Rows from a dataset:
<<<<
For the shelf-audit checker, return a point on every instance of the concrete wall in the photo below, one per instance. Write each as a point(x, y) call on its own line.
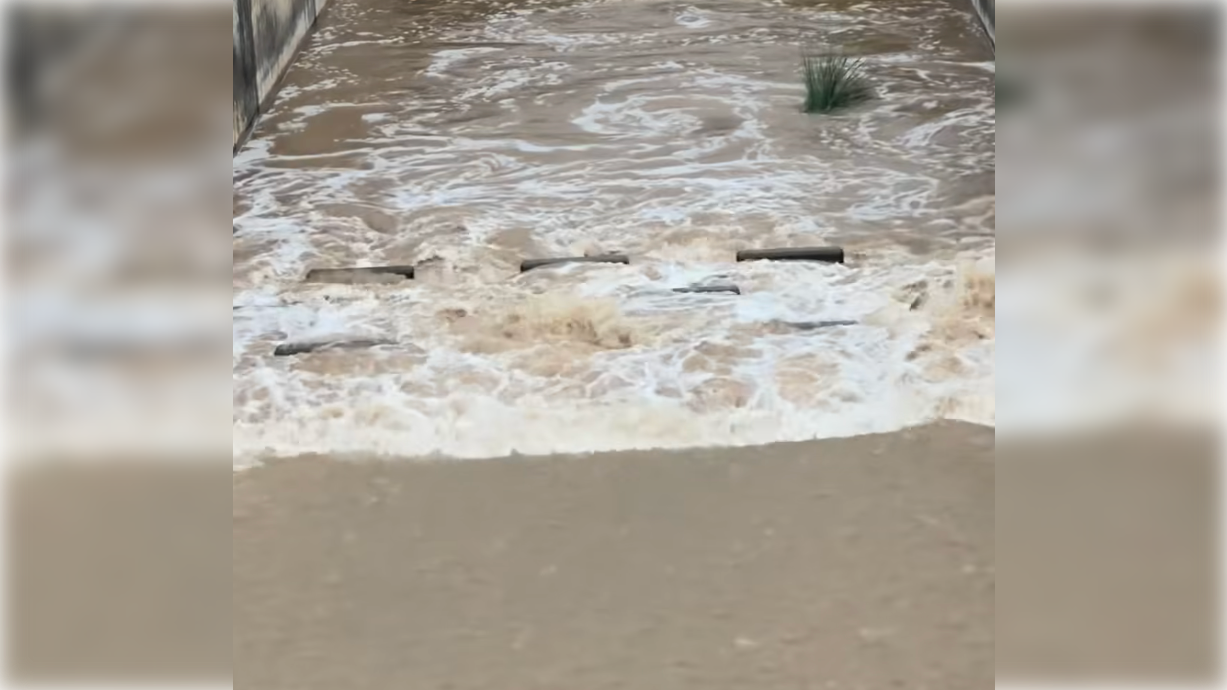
point(987, 12)
point(266, 37)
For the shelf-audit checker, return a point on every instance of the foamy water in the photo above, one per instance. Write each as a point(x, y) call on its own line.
point(466, 139)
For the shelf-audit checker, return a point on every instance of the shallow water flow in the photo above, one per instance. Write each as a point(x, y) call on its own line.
point(465, 136)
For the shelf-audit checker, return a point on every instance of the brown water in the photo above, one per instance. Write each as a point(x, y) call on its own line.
point(465, 136)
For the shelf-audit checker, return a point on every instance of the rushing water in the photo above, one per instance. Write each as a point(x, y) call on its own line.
point(464, 136)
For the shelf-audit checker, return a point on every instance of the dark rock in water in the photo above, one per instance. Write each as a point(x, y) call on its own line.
point(529, 264)
point(361, 274)
point(290, 349)
point(709, 289)
point(817, 324)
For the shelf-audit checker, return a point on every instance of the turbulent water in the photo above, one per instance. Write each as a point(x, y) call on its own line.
point(465, 136)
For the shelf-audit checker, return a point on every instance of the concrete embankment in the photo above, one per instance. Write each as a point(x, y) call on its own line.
point(985, 10)
point(266, 37)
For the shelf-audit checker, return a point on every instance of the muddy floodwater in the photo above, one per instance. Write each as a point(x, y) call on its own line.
point(465, 136)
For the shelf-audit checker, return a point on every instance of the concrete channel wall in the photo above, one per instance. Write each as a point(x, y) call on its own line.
point(985, 10)
point(266, 37)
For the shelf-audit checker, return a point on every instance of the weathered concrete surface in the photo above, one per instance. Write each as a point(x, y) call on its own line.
point(985, 10)
point(266, 36)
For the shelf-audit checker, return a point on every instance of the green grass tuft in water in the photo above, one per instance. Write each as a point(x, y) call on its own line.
point(833, 82)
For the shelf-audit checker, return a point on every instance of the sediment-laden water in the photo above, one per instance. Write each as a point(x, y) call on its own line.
point(465, 136)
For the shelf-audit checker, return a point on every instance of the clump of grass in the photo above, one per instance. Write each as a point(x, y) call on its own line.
point(833, 82)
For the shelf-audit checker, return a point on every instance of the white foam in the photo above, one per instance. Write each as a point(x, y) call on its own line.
point(676, 163)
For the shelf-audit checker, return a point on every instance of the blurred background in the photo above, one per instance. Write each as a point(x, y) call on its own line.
point(1112, 361)
point(112, 190)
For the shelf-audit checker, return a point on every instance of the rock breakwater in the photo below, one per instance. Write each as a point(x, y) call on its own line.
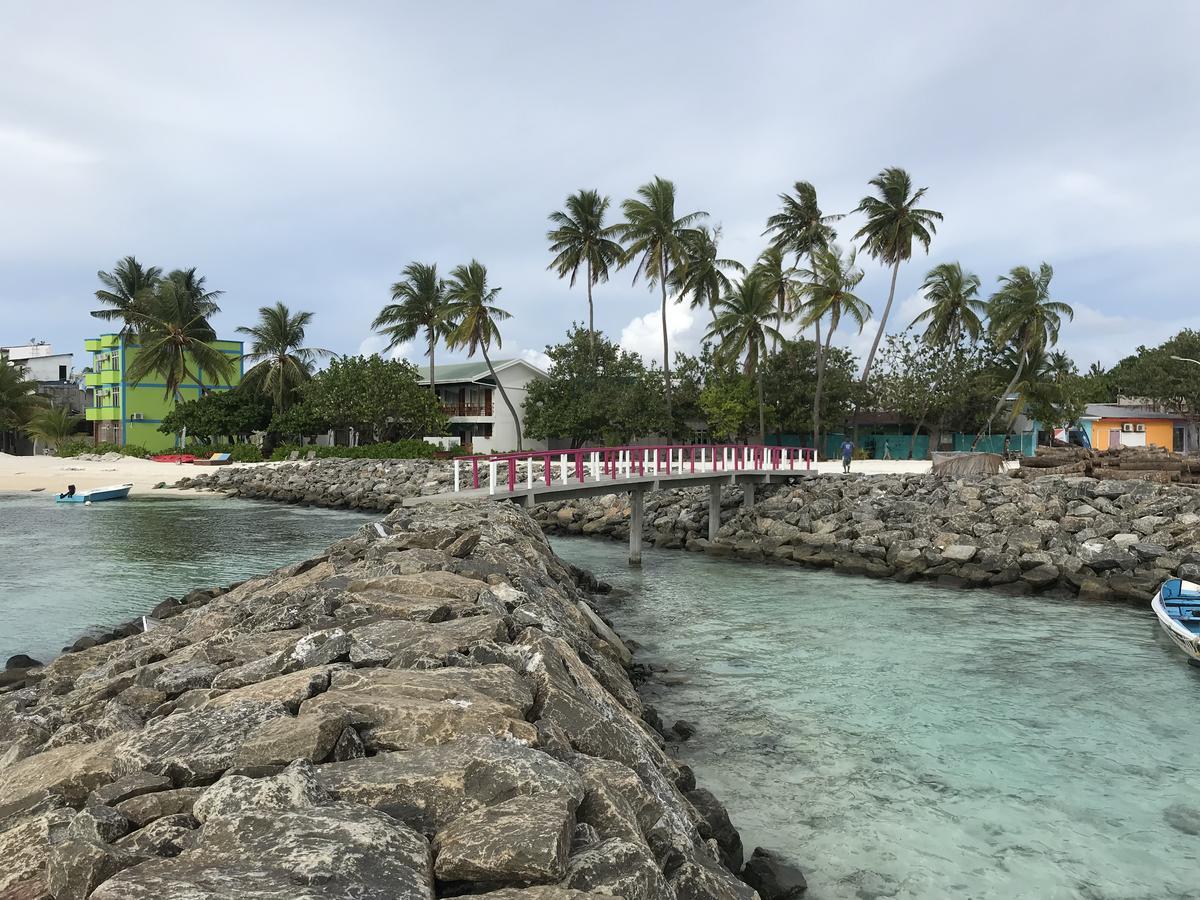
point(1096, 538)
point(429, 708)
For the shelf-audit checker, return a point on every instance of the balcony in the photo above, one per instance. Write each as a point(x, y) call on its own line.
point(466, 409)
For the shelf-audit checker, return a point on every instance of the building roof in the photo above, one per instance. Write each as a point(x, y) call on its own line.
point(1113, 411)
point(473, 371)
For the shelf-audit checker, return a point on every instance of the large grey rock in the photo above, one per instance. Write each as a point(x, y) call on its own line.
point(773, 876)
point(147, 808)
point(618, 868)
point(429, 787)
point(297, 787)
point(401, 709)
point(517, 840)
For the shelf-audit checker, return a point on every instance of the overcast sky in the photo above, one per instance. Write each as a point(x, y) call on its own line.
point(306, 151)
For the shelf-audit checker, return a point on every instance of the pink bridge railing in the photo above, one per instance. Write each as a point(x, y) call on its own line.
point(615, 463)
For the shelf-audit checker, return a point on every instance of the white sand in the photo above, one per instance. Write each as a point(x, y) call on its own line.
point(52, 474)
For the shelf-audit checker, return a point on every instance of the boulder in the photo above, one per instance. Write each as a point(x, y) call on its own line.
point(618, 868)
point(773, 876)
point(401, 709)
point(517, 840)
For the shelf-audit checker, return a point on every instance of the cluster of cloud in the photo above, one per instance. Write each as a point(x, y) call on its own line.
point(291, 153)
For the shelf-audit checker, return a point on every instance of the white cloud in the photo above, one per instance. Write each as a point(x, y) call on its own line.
point(643, 335)
point(376, 343)
point(537, 358)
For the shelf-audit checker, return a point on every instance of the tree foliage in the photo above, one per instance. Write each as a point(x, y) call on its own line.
point(379, 399)
point(612, 401)
point(233, 414)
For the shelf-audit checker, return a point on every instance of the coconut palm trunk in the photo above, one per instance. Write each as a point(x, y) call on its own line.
point(1000, 402)
point(883, 323)
point(816, 393)
point(666, 348)
point(433, 345)
point(504, 395)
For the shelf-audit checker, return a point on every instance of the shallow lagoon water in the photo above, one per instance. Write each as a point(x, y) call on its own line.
point(66, 568)
point(901, 741)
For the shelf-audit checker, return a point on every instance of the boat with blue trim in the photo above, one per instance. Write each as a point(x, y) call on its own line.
point(1177, 607)
point(113, 492)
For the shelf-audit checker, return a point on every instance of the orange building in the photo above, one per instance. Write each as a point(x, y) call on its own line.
point(1116, 425)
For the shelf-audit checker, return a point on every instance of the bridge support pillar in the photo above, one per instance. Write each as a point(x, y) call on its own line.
point(714, 510)
point(635, 527)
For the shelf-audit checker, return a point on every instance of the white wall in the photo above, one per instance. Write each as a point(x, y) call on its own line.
point(42, 365)
point(504, 433)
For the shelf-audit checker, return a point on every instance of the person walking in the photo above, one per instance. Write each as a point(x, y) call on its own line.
point(847, 454)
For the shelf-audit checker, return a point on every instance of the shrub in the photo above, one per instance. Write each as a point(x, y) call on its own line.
point(393, 450)
point(85, 445)
point(245, 453)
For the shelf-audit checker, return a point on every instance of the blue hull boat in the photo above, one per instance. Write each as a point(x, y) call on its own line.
point(114, 492)
point(1177, 607)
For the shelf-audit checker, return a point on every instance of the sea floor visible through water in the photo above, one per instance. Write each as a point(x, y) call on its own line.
point(70, 569)
point(904, 741)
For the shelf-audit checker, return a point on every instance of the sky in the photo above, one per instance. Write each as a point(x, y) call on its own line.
point(307, 151)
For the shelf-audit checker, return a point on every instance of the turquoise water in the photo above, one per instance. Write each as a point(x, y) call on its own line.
point(65, 568)
point(901, 741)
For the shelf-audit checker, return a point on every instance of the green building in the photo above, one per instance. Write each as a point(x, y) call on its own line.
point(125, 413)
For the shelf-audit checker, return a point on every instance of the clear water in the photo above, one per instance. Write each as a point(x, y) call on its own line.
point(901, 741)
point(67, 568)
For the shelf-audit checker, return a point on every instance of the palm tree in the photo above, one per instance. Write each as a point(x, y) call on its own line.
point(174, 335)
point(1021, 315)
point(801, 228)
point(894, 222)
point(281, 360)
point(18, 400)
point(581, 238)
point(420, 305)
point(654, 237)
point(52, 426)
point(742, 325)
point(702, 275)
point(954, 305)
point(473, 307)
point(126, 291)
point(828, 292)
point(953, 315)
point(778, 277)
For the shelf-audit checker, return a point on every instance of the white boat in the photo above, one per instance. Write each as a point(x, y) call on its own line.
point(1177, 607)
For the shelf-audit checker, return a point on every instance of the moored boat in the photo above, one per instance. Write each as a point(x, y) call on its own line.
point(1177, 607)
point(113, 492)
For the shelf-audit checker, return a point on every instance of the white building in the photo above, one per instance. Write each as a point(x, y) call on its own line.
point(41, 360)
point(477, 411)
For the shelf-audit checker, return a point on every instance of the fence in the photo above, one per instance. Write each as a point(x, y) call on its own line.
point(615, 463)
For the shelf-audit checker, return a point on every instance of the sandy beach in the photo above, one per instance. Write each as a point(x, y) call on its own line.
point(53, 474)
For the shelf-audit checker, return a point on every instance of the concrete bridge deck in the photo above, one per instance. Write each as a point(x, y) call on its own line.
point(634, 485)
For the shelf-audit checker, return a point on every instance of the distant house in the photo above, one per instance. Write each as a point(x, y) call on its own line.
point(477, 411)
point(1111, 425)
point(53, 372)
point(126, 413)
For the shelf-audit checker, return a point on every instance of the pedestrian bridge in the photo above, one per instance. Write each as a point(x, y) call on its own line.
point(545, 475)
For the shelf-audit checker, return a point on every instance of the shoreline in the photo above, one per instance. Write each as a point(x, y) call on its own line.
point(52, 474)
point(341, 687)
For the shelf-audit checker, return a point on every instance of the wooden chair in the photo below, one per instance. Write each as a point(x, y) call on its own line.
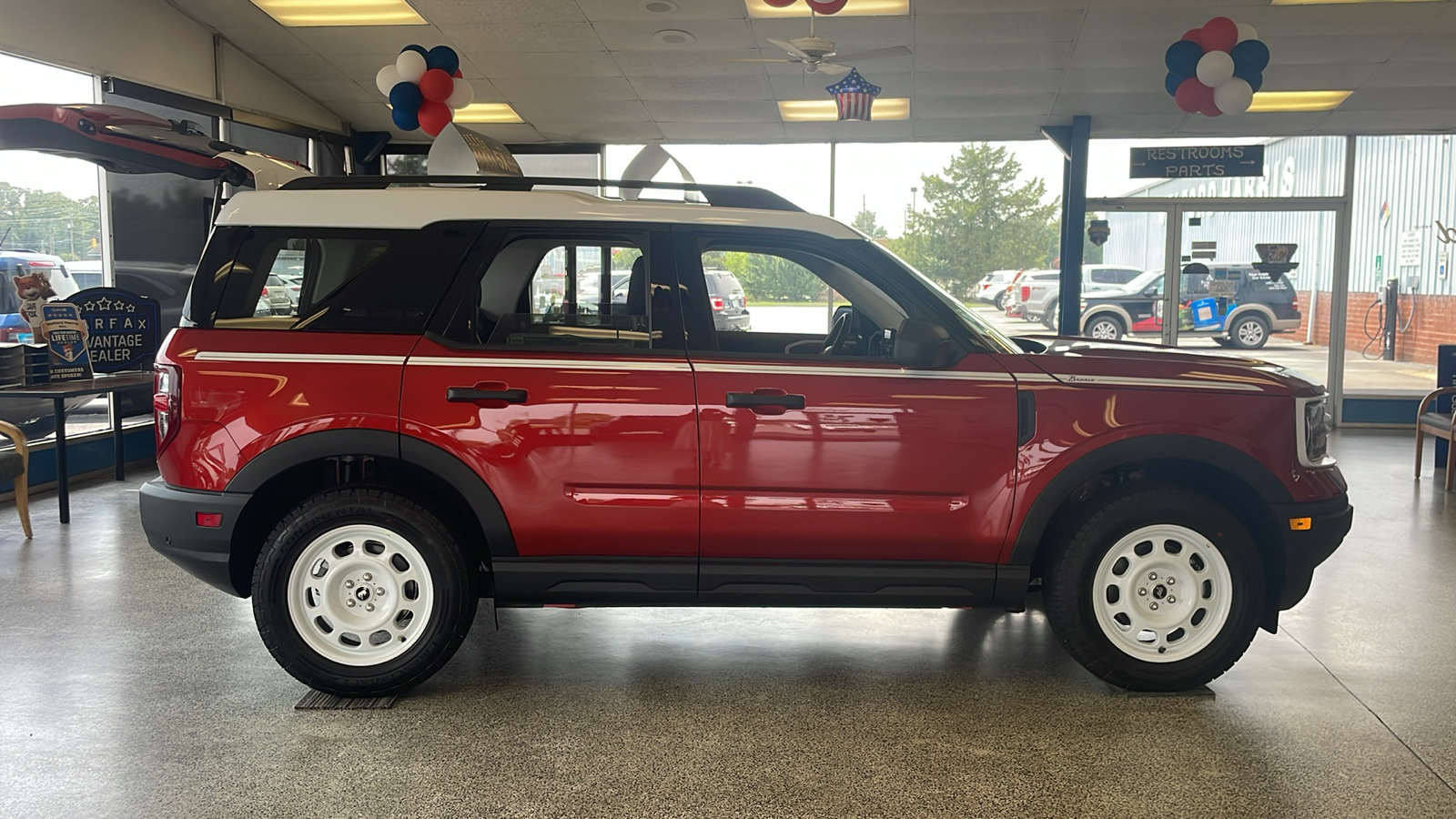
point(1441, 424)
point(15, 465)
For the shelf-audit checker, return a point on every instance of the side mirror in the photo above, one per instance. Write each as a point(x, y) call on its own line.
point(921, 346)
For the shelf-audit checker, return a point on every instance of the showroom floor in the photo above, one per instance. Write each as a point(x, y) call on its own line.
point(130, 690)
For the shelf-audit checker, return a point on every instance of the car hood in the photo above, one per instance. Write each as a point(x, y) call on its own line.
point(1128, 365)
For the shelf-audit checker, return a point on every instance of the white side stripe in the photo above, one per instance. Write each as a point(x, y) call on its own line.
point(298, 358)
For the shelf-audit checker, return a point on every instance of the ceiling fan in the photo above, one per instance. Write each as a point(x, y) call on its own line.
point(819, 55)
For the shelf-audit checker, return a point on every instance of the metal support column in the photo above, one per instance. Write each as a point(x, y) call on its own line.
point(1074, 216)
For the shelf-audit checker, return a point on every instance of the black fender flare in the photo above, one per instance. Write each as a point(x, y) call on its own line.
point(1130, 450)
point(380, 443)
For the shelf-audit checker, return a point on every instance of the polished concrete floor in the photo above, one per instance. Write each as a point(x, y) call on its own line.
point(130, 690)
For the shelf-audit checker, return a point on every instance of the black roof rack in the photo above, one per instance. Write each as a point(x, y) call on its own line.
point(717, 196)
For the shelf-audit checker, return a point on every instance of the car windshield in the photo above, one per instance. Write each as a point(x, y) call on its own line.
point(994, 339)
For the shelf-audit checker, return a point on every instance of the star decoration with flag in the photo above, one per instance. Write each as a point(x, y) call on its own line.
point(855, 96)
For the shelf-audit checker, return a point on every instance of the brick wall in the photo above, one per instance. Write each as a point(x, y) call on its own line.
point(1433, 324)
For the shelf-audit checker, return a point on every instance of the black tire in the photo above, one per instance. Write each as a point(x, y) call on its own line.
point(1070, 588)
point(1048, 319)
point(1249, 331)
point(431, 643)
point(1110, 327)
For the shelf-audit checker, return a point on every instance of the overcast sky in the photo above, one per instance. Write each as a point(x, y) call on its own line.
point(880, 175)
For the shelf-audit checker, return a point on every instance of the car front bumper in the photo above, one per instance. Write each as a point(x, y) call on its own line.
point(1307, 548)
point(169, 518)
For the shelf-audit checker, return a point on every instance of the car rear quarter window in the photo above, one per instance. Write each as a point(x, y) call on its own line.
point(349, 280)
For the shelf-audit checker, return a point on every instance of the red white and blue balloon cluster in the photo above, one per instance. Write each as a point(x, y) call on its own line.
point(424, 87)
point(1216, 69)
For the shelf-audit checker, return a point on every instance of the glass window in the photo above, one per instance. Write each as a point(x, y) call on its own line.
point(557, 292)
point(331, 278)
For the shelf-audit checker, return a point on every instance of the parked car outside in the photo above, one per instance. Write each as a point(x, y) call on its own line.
point(1040, 298)
point(1249, 307)
point(992, 288)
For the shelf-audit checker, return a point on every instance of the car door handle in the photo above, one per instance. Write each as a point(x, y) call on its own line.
point(763, 398)
point(470, 395)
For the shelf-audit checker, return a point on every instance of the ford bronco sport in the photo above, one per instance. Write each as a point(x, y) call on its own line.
point(421, 436)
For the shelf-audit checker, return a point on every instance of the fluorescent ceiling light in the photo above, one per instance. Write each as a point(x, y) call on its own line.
point(1298, 99)
point(852, 9)
point(1341, 2)
point(341, 12)
point(827, 109)
point(488, 113)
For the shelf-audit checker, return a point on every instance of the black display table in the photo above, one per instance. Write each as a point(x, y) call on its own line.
point(58, 392)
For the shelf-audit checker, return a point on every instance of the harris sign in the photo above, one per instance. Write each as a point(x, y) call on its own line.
point(124, 329)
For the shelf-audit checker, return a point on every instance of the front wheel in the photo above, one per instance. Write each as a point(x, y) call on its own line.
point(361, 593)
point(1159, 591)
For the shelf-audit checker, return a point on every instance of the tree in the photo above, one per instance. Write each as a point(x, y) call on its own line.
point(979, 219)
point(866, 223)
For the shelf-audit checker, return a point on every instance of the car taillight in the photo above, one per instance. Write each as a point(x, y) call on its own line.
point(167, 402)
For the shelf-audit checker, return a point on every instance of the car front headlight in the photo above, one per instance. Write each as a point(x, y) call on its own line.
point(1314, 430)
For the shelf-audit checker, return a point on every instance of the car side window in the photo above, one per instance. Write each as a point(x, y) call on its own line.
point(567, 288)
point(781, 300)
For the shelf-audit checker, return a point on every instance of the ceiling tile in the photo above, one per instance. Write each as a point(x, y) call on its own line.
point(689, 63)
point(982, 84)
point(637, 35)
point(526, 36)
point(723, 131)
point(603, 11)
point(567, 91)
point(480, 12)
point(545, 65)
point(1011, 26)
point(703, 87)
point(992, 56)
point(718, 111)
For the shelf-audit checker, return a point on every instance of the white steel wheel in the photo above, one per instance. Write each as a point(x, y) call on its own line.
point(1162, 593)
point(360, 595)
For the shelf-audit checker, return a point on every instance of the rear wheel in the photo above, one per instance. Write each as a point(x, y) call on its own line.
point(1159, 591)
point(1249, 331)
point(361, 593)
point(1104, 329)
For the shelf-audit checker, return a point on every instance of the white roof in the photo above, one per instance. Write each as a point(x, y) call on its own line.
point(415, 207)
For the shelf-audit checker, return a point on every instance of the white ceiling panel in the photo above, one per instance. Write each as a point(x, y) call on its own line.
point(980, 69)
point(721, 111)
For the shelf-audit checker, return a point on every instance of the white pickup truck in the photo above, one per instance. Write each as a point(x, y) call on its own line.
point(1038, 295)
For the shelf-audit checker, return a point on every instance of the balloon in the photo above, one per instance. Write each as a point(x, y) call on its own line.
point(411, 66)
point(1249, 57)
point(1215, 69)
point(1183, 57)
point(1219, 34)
point(1234, 96)
point(436, 85)
point(1193, 96)
point(462, 95)
point(443, 57)
point(405, 120)
point(386, 79)
point(405, 96)
point(434, 116)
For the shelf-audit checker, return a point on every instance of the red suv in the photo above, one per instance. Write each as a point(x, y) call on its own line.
point(472, 402)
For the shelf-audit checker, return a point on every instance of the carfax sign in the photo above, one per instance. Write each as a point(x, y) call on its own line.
point(123, 329)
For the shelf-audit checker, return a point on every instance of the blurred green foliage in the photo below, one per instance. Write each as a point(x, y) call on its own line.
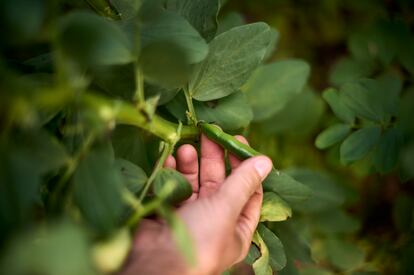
>>>>
TASK DESCRIPTION:
Please replace "pedestrian bridge" with "footbridge" in the records from the line with "of the fence" up to and including the line with "point(545, 475)", and give those lines again with nothing else changed.

RESULT OF THE EXERCISE:
For the shelf-audit checker, return a point on every instance of the fence in the photo above, one per instance. Write each as a point(x, y) call on its own line.
point(615, 463)
For the shelf-audit checker, return a point on every instance of the sandy beach in the photo above, one per instance. Write each as a point(x, y) call on its own line.
point(53, 474)
For the shelf-audit checker, return a point on every instance of the concrete bridge deck in the photo above, one per instance. Write each as a point(x, y) call on its own line.
point(634, 485)
For the shelf-audit checker, return a point on every instance of the distant house in the photo above, one per instance. Write each as a point(x, y) call on its own line.
point(477, 411)
point(1111, 425)
point(53, 372)
point(126, 413)
For the shelf-audit checker, return a point on every instance of the footbridge in the photo above, one per instance. Write each as a point(x, y) call on its own line.
point(545, 475)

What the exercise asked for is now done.